_Excerpt to read_.
Adrenaline-Fuelled Tailspin

Sent by Lauren Jane Heller    |    March 22, 2022

This morning I woke up at 4:25 am with my mind racing. I had a call with a marketing coach last night and it sent me into an adrenaline-fuelled tailspin. When discussing the new program I’m launching and the cadence, he said something along the lines of “When are you going to turn this into a real business and hire people?” I bristled. I took a breath. I explained the plans I have for growth and that I’m not interested in pulling myself back into the hustle and grind. I also explained that I do have a team of extraordinary women collaborating with me. It’s because of my work with them that I realized how important it is that I expand the work I do and actually grow this business. 

As I lay in the dark, I mulled over my vision for this year. I started to wonder about why I had told myself I don’t have enough time to do sales calls myself. I thought about how much I love connecting with awesome humans who are ready to make big changes in their lives. I thought about the joy and pride and openness I felt in my final calls with the participants from Shine, that I decided to become a leadership coach and I did. I decided to launch a life-changing coaching program and I did.

In the two years since I decided I was going to make this change, I’ve done the things that scare me, noticed when I’m letting my stories about life and the world get in my way, and chosen to get curious when something knocks me on my ass. And I’ve helped dozens — actually hundreds — of other people do it too. I'm truly helping people make change in their lives and the world. Holy shit!

I let my mind empty and let the feelings bubble up as they came. Ideas drifted in and I latched onto a few before coming back to my breath.

_Dataset entries_.
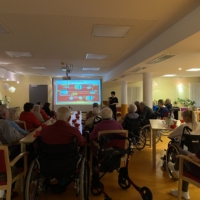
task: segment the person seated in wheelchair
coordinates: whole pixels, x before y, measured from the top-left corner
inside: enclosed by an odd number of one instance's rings
[[[192,132],[190,133],[191,135],[200,135],[200,123],[196,121],[195,113],[192,110],[185,110],[182,112],[182,117],[185,123],[173,130],[168,136],[169,139],[180,142],[185,126],[192,129]]]
[[[85,138],[77,128],[70,125],[70,119],[70,109],[60,107],[57,110],[57,121],[41,130],[36,143],[42,175],[45,180],[49,179],[50,188],[55,193],[65,191],[70,177],[74,175],[77,161],[74,138],[79,147],[85,145]],[[71,153],[68,155],[70,148]]]
[[[85,127],[88,128],[89,132],[92,132],[94,126],[101,120],[100,109],[98,107],[94,107],[92,110],[92,116],[85,122]]]
[[[137,141],[139,139],[139,127],[140,121],[139,115],[135,113],[137,111],[137,107],[135,104],[131,104],[128,107],[128,113],[125,115],[122,126],[125,130],[128,130],[129,137],[135,137]]]
[[[181,155],[188,156],[192,160],[194,160],[197,163],[200,163],[200,148],[197,150],[196,153],[191,153],[186,150],[180,151]],[[177,160],[178,161],[178,160]],[[171,169],[176,173],[177,177],[179,176],[179,162],[171,163]],[[196,166],[195,164],[191,162],[184,162],[183,163],[183,170],[190,172],[192,175],[194,175],[197,178],[200,178],[200,167]],[[190,195],[188,192],[189,183],[187,181],[182,182],[182,197],[184,199],[190,199]],[[178,190],[170,190],[170,193],[173,196],[178,196]]]
[[[142,111],[140,117],[145,124],[150,124],[149,120],[154,119],[154,112],[151,108],[149,108],[145,102],[140,102],[140,109]]]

_Written instruction_. Does each statement below agree with the post about the adrenaline-fuelled tailspin? Answer yes or no for each and quote the deciding words of the post. (a) The writer woke up at 4:25 am. (b) The writer works with no collaborators at all. (c) The writer has helped only a handful of people.

_Correct result_.
(a) Yes: "This morning I woke up at 4:25 am with my mind racing."
(b) No: "I also explained that I do have a team of extraordinary women collaborating with me."
(c) No: "And I’ve helped dozens — actually hundreds — of other people do it too."